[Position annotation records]
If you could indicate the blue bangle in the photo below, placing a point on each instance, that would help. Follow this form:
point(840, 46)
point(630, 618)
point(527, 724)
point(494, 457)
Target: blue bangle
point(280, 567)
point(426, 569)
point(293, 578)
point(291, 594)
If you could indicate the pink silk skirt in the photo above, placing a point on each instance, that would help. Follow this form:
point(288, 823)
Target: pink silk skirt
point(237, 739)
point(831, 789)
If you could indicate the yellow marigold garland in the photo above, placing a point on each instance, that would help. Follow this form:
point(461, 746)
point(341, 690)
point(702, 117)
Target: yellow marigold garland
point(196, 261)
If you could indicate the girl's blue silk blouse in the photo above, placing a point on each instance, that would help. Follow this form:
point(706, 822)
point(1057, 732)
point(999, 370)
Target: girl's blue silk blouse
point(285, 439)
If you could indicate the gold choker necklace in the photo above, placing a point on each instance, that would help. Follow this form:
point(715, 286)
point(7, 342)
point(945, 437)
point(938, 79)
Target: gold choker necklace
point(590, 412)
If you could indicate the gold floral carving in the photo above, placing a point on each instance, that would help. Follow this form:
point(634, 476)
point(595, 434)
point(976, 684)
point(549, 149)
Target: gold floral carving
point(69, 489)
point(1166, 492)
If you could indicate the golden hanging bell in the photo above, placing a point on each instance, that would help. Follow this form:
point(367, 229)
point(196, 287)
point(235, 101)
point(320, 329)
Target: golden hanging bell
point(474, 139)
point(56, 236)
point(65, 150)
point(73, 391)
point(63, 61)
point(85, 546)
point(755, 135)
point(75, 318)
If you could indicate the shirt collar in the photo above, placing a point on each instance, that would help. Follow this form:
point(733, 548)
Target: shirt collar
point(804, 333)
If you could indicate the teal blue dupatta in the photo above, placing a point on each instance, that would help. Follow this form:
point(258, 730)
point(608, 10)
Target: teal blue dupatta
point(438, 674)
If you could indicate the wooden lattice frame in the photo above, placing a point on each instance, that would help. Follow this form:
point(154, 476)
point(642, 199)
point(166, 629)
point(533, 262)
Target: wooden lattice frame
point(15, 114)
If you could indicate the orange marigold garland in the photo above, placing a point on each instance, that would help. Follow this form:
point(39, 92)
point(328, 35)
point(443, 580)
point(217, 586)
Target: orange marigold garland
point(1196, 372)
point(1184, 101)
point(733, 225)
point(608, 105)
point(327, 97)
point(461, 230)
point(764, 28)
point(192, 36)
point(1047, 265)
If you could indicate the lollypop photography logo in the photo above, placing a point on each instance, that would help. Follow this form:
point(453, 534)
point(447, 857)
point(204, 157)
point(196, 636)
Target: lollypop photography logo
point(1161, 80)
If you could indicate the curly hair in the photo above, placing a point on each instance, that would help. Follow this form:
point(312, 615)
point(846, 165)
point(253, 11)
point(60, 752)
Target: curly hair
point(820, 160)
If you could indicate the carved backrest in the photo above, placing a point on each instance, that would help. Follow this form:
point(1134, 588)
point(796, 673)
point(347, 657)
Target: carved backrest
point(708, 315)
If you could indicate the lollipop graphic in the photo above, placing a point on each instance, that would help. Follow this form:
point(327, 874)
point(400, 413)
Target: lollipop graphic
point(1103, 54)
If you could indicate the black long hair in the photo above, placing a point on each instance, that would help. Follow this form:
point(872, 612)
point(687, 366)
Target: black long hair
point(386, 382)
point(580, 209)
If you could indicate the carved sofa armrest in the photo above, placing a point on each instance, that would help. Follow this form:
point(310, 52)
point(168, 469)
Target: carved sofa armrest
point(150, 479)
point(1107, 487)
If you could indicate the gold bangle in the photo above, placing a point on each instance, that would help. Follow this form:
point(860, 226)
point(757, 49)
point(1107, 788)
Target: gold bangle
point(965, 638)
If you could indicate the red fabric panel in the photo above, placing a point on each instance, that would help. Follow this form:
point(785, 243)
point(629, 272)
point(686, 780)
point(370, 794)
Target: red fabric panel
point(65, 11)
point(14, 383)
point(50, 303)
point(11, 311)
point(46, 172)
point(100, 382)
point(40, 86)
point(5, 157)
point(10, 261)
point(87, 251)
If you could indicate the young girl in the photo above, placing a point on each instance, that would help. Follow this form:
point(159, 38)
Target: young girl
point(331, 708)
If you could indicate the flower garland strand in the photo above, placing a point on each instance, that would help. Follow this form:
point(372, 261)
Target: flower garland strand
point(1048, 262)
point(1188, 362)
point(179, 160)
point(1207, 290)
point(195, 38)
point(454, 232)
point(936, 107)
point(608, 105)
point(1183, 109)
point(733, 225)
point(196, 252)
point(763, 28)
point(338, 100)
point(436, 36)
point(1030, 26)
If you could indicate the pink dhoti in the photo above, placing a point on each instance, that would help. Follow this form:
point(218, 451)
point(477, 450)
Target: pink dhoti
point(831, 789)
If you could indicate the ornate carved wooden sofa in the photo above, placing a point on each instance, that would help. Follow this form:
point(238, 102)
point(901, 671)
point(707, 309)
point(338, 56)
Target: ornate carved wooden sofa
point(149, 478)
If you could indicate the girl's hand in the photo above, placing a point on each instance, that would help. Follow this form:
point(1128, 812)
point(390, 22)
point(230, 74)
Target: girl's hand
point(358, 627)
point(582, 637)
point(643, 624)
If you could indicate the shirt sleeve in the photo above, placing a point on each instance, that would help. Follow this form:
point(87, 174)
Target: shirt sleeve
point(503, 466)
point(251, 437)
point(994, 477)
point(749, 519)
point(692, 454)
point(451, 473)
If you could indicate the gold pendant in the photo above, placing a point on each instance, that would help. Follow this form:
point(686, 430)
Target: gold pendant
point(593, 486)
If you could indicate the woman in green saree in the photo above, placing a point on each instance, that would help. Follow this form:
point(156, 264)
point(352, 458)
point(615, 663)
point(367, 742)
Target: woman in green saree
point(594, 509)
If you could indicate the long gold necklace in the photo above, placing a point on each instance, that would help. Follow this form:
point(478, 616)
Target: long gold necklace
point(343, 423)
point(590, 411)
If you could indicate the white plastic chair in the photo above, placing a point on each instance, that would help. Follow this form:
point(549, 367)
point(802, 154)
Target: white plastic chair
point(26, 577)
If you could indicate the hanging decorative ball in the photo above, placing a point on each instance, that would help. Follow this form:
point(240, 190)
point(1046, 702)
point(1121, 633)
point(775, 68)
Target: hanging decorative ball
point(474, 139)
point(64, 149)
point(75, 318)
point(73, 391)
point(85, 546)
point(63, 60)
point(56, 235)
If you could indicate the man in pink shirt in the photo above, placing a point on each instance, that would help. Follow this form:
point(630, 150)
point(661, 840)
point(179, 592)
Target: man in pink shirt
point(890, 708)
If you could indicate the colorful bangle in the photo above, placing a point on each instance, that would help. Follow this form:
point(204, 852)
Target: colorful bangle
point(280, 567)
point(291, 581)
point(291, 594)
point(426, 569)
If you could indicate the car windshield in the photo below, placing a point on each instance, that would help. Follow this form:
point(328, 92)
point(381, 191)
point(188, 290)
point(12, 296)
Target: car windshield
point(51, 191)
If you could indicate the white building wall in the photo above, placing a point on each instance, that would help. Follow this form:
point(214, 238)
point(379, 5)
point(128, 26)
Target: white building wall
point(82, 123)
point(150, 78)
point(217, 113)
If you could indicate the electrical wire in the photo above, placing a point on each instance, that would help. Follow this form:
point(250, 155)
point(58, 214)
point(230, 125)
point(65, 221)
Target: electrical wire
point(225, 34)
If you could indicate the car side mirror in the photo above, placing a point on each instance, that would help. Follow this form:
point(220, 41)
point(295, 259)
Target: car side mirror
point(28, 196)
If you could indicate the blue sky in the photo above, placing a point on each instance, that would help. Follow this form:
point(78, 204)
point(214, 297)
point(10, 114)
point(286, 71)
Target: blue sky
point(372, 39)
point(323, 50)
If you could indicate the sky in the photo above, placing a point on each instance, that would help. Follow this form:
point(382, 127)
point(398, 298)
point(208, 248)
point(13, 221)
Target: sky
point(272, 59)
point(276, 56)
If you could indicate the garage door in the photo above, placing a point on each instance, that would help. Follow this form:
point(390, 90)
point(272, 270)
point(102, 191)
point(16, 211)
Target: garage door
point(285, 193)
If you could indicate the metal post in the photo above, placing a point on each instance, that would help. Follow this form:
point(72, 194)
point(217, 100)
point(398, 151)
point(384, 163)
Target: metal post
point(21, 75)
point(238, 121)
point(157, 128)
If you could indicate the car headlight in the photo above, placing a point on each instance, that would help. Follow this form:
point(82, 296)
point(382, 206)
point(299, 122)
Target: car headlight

§ Work to complete: Can you repeat, word for word, everything above from the line containing "If you could indicate the red" down to the line containing "point(149, 478)", including both of those lines?

§ Exercise response:
If you could indicate the red fabric panel in the photo above, placing a point on each instance, that would help. Follow this form:
point(785, 243)
point(629, 272)
point(686, 780)
point(370, 794)
Target: red fabric panel
point(65, 11)
point(14, 383)
point(50, 303)
point(11, 311)
point(46, 172)
point(100, 382)
point(40, 86)
point(5, 157)
point(10, 261)
point(87, 251)
If you could indicate the young girl in the photo above, placing a point on each instance, that would help. Follow this form:
point(159, 38)
Target: young girl
point(331, 708)
If you could indicate the flower garland strand in the photo above, placing a point on each instance, that would help. Follow this form:
point(372, 261)
Target: flower garland strand
point(1048, 262)
point(1188, 362)
point(179, 160)
point(1207, 290)
point(195, 38)
point(454, 232)
point(936, 107)
point(608, 105)
point(1183, 109)
point(733, 225)
point(196, 252)
point(763, 28)
point(338, 100)
point(436, 36)
point(1030, 26)
If you could indicate the pink dhoti in the photo above, placing a point on each instance, that would help. Follow this form:
point(218, 451)
point(477, 450)
Target: pink dhoti
point(831, 789)
If you could indicate the ornate carved wooden sofa in the photo above, placing a point on each instance, that would help. Follow this form:
point(238, 102)
point(901, 671)
point(707, 309)
point(338, 56)
Target: ornate carved wooden sofa
point(149, 478)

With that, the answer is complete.